PASSAGE
§

Wednesday, 20 July 2011

I Broke Up With Myself




Habitual questions like "how are you?" and how are you feeling?" are asked many times a day.
We all answer with the, also, habitual 'ho-hums' and good good' replies.

Its part of your daily conversation. Morning, evening, and night.
Every. Single. Day.
Today i wanted to be anal to my own selfhood (if that makes sense)...I wanted to pause on everything i say and seriously interoggate me. Afterall, i should be the best person to judge who i am.
I'm sure i was effin bored when i came to that final thought but hey, i'm filling up the space in my skull.

You see, im sure there's more to "yeah, im good" or "no, im feeling crap" reply.
I mean, how can you sum up your whoooolee character mood to just a good, or a bad instantly?
And does every single person that asks you that question; do they even care to know specifically how you are feeling at that precise moment?
Because each time i was asked that question on the phone today, a second after my reply, the topic changed severely to things like, "so listen, this weekend we need to reserve a table at Amici"....or "this bitch girl is driving me nuts with semi nude pictures on my blackberry." (True story).

With conversation lines like that, i, without a doubt do not think that it would've mattered if i even said i just chopped my fingers off....
Probably i wouldve been asked "fuck! how r u feeling?!"....again.


My whole exaggeration about the simple daily greeting we apparently do not genuinely and literally want to know the answer to, is basically a link to prove that many things we do aren't really meant anymore.
It has become a habit. Some sort of social plague.


I flipped through pictures of myself last night on facebook, and was concerned about how many people i'm madly hugging and kissing.
I can't possibly love all those people.
Then again, it was all in social nocturnal gatherings.
Everyone does that. We love almost every enemy in night clubs. Sober or not.
I'm not saying that i have problems with sharing my love with friends.....but the habit of just posing to be, is what im on about. Especially that we all know you don't really want to 'hug and kiss' all of your 900 friends on your list.


I'm not sure how to end this rant, i can't find a conclusion, or even a reason why i am being so annoying to something normal.


It's like im challenging myself!
And i guess that IS the most difficult challenge in my life and i guess your's too;
Its actually to be YOURSELF truly.
To to be oneself in every kind of situation no matter how dull, fun, immense it is. Not to follow psychological routine but rather act upon how you feel all the time at that precise moment.
It takes honesty and comfort of thyself to do so.
More importantly; to be yourself, you need to know yourself. To know *yourself, you must love yourself and to always remember not be detoured by anything from whom you truly are.

Happy Birthday to me :)




*Too many yourself's.











Sunday, 17 July 2011

Day One

My country is going through a revolution.
It has been six long, yet fast paced months and nothing has really changed.
Technically it's not my country; my home-town is in Asia and at this moment I'm in Africa...but somehow when you live long enough in a place, you make it feel like home.

§

INFORMATION GIVEN

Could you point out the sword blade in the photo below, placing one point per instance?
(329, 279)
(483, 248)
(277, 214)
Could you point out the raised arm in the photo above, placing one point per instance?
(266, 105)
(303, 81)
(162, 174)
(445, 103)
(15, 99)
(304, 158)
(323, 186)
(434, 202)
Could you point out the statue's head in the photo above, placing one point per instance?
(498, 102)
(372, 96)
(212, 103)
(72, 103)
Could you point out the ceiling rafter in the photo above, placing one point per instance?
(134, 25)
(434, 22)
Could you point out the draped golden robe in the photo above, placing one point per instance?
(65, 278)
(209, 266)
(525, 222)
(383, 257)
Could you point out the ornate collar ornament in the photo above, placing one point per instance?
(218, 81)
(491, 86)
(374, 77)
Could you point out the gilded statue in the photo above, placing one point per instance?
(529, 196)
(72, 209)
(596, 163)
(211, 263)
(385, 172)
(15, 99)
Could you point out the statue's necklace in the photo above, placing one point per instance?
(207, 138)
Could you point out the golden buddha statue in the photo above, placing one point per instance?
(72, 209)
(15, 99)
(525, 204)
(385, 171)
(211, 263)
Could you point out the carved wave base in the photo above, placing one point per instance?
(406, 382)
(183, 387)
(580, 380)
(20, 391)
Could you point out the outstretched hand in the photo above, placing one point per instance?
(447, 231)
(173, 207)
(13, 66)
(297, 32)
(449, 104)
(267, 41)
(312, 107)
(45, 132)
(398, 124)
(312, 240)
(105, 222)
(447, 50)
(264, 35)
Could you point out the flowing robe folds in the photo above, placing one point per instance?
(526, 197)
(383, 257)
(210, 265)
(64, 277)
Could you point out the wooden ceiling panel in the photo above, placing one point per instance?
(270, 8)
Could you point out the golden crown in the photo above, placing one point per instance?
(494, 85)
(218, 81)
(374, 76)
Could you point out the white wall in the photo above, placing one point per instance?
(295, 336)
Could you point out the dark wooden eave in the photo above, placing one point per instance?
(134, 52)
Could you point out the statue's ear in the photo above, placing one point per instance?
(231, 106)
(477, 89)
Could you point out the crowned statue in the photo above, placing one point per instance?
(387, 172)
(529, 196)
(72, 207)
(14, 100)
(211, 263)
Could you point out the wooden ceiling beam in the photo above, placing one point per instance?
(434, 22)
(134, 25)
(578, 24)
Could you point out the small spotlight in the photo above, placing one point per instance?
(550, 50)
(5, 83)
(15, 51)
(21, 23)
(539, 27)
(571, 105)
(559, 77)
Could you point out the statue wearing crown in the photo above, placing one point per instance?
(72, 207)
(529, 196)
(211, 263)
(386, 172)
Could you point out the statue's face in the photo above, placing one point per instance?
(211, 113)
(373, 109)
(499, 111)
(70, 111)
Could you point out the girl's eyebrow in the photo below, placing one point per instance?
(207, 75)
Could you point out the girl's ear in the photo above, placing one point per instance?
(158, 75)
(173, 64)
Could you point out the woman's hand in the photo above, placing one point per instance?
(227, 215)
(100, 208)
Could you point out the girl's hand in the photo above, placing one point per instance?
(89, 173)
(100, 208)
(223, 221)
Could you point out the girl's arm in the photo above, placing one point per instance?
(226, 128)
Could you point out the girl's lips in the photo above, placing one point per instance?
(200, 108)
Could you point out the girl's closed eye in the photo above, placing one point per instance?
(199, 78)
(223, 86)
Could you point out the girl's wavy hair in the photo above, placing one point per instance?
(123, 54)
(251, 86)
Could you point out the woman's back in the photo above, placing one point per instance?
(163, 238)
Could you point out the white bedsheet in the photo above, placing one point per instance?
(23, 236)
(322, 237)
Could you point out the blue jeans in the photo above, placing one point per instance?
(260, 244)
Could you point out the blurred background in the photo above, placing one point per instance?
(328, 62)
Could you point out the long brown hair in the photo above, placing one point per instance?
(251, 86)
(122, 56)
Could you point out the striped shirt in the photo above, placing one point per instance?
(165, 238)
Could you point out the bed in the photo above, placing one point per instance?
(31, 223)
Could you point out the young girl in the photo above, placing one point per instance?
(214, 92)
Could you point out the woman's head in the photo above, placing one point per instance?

§

REQUIRED TASKS
a – Decide whether each statement agrees with the blog post, answering yes or no and quoting the deciding words: (i) The writer looked through photos of themself on Facebook the night before writing. (ii) The writer says the revolution has brought major change. (iii) The writer's home-town is in Africa.
b – Using the blog post, answer each question briefly:
(i) At which place did a caller say a table needed to be reserved this weekend?
(ii) How many friends on the list does the writer mention?
(iii) On what date is the entry headed "Day One" dated?

SOLUTIONS TO THE PROBLEMS
a –
(i) Yes: "I flipped through pictures of myself last night on facebook"
(ii) No: "nothing has really changed"
(iii) No: "my home-town is in Asia and at this moment I'm in Africa"

b –
(i) Amici
(ii) 900
(iii) Sunday, 17 July 2011